### WHAT THIS TASK INVOLVES
Count the lines in the entries below that contain the word "black" and reply with the number alone.

---------- PROVIDED MATERIAL

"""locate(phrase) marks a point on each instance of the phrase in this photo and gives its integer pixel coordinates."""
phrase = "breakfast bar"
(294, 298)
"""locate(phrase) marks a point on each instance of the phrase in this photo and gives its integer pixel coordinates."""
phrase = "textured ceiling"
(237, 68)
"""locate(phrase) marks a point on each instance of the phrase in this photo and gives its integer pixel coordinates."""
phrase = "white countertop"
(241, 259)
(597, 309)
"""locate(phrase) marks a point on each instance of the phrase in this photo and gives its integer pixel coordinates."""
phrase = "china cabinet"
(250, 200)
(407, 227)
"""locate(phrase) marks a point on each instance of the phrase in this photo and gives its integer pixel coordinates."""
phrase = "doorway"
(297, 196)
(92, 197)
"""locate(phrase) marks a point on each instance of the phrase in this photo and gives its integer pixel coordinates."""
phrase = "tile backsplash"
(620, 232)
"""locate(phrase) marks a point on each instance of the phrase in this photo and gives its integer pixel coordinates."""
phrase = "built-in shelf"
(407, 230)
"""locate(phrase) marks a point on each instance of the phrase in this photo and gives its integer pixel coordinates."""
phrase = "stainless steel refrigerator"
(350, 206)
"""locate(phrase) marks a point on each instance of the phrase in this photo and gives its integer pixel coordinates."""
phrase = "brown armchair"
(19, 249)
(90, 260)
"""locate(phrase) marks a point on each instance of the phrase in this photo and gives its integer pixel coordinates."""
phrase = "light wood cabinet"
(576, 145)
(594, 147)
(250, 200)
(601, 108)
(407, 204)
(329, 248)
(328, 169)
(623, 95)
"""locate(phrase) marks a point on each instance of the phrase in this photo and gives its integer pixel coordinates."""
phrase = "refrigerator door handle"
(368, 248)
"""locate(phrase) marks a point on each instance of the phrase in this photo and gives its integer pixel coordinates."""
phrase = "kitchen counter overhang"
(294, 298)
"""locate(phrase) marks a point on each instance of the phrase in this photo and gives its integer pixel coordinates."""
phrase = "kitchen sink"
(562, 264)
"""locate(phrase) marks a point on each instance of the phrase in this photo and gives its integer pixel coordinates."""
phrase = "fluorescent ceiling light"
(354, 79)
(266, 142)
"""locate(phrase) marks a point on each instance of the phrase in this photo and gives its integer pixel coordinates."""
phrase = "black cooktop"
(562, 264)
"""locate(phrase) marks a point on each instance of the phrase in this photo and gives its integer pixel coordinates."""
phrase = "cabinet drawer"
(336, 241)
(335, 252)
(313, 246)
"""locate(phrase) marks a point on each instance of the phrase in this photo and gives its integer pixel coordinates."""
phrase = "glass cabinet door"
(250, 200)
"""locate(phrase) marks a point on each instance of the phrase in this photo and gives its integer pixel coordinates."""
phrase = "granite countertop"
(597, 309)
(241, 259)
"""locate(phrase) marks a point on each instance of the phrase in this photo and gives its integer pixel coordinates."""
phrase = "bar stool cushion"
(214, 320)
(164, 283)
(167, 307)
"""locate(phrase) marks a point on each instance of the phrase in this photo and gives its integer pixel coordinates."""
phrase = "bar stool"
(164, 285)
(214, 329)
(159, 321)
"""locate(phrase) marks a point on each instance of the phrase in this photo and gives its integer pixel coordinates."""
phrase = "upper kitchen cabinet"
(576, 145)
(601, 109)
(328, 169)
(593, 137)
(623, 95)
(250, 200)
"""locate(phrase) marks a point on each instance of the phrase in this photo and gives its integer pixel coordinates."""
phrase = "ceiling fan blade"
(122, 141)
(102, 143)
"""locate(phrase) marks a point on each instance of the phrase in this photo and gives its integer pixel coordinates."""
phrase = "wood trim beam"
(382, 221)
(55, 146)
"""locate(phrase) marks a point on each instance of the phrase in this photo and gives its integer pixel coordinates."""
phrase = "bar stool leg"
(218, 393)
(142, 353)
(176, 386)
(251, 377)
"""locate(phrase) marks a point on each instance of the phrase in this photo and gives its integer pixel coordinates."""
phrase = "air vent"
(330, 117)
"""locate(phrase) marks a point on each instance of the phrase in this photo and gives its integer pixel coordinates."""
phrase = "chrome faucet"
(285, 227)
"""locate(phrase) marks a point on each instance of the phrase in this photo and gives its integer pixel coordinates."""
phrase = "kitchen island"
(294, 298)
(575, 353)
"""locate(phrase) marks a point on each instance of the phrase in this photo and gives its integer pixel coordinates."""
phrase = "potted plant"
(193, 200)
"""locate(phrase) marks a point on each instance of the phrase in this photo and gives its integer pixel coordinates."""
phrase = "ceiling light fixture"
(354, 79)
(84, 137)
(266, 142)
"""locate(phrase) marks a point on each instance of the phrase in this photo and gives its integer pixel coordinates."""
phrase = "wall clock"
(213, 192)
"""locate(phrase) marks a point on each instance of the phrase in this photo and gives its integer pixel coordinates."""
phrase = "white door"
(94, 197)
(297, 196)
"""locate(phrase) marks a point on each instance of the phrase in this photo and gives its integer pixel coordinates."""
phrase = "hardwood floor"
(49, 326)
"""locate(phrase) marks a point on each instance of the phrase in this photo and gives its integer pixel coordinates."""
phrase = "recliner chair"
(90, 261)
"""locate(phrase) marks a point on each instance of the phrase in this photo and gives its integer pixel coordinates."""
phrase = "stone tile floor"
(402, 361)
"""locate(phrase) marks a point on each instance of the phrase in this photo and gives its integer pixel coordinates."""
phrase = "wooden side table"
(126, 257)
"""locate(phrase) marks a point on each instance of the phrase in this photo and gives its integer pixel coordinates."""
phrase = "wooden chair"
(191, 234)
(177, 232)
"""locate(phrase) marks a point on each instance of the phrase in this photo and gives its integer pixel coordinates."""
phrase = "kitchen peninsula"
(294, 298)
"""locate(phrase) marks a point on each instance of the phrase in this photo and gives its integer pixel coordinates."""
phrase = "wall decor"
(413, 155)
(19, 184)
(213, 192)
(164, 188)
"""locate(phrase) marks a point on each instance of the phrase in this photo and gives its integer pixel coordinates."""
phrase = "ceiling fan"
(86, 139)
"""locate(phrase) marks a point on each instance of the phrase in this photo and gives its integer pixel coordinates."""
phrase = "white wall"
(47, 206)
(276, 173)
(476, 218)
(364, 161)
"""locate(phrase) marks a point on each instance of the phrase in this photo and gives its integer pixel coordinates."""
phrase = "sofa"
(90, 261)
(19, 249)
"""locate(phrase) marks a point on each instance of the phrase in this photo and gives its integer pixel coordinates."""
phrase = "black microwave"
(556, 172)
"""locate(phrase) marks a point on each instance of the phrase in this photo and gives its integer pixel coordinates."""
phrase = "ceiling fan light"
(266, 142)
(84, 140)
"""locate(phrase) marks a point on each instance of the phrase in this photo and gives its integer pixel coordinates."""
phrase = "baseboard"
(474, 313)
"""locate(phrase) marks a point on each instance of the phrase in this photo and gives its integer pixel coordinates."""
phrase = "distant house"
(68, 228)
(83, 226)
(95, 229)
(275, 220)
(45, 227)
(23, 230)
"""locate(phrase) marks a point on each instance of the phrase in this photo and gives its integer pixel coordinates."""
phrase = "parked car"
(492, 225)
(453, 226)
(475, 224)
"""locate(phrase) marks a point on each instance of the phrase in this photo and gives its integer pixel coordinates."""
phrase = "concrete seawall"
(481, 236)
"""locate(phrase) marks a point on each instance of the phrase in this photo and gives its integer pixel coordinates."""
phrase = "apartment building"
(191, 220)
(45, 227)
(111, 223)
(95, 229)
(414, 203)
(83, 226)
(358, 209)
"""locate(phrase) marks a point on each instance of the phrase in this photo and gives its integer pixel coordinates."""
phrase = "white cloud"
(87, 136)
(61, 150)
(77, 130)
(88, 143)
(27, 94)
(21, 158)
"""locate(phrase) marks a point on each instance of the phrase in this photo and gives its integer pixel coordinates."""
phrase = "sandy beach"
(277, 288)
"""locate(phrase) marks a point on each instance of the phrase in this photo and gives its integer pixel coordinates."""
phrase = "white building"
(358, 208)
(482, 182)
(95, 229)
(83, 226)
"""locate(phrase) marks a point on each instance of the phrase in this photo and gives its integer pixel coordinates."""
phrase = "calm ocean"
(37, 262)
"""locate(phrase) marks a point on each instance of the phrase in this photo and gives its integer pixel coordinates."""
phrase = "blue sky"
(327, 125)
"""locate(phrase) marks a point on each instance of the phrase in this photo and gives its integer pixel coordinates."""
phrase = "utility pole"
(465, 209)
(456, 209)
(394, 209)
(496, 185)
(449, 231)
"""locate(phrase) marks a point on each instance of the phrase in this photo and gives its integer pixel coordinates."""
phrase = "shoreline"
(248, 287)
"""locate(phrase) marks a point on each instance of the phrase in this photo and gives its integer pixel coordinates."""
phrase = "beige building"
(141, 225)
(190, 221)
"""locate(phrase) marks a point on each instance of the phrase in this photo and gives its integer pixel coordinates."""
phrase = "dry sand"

--------------------

### EXERCISE RESPONSE
2